◆ Provided records
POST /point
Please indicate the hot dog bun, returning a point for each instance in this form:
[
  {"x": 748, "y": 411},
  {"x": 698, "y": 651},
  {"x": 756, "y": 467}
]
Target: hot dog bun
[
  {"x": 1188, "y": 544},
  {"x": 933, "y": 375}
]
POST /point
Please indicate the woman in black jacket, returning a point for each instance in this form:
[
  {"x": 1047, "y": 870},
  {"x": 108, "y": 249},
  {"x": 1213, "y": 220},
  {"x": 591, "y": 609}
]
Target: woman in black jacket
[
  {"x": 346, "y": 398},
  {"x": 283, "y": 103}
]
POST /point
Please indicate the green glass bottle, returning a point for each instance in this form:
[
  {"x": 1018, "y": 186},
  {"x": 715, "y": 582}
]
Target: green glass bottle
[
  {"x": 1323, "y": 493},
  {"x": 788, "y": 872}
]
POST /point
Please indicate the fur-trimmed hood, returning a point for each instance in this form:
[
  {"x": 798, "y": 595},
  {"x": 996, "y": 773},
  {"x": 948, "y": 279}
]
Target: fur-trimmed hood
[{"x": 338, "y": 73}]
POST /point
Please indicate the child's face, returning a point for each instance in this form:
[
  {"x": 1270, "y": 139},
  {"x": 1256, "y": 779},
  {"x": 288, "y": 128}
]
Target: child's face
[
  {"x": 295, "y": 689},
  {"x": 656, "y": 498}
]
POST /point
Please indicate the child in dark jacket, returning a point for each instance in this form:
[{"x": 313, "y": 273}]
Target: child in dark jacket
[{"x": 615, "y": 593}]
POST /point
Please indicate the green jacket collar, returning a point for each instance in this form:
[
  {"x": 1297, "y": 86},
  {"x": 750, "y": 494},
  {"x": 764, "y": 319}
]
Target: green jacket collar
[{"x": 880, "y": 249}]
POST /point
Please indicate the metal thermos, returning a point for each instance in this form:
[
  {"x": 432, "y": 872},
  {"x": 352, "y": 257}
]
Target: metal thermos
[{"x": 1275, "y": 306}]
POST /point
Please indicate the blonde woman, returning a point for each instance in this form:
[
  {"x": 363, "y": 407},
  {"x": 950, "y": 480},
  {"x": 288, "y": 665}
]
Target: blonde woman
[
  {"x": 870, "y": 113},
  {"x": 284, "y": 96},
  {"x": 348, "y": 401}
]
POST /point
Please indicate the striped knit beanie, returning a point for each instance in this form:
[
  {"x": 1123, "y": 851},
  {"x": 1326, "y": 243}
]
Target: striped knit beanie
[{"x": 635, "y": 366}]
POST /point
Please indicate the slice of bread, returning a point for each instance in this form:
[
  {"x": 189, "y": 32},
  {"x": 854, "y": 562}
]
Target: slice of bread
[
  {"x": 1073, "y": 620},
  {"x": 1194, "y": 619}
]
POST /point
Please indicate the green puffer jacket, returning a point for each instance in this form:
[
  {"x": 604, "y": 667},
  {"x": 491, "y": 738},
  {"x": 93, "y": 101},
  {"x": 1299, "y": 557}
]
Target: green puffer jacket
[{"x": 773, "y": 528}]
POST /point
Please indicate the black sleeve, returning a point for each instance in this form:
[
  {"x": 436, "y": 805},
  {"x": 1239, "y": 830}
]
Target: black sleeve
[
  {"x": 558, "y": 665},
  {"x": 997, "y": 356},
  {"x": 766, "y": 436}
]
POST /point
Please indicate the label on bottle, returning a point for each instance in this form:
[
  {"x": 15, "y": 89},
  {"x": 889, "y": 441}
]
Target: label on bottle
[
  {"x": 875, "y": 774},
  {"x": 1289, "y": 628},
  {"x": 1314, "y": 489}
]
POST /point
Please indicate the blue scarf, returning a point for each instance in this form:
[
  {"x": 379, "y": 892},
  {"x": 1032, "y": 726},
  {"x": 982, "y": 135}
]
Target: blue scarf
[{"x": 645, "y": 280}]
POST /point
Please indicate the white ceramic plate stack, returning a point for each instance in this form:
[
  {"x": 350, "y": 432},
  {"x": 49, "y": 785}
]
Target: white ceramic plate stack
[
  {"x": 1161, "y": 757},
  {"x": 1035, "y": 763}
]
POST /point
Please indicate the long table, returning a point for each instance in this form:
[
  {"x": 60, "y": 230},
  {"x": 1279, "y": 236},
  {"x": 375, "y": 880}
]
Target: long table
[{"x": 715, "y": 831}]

◆ Task requirements
Locate every line in the records above that contains the string "metal", and reproduce each such line in full.

◆ Worked solution
Please indicate the metal thermos, returning a point for each instance in this form:
Target: metal thermos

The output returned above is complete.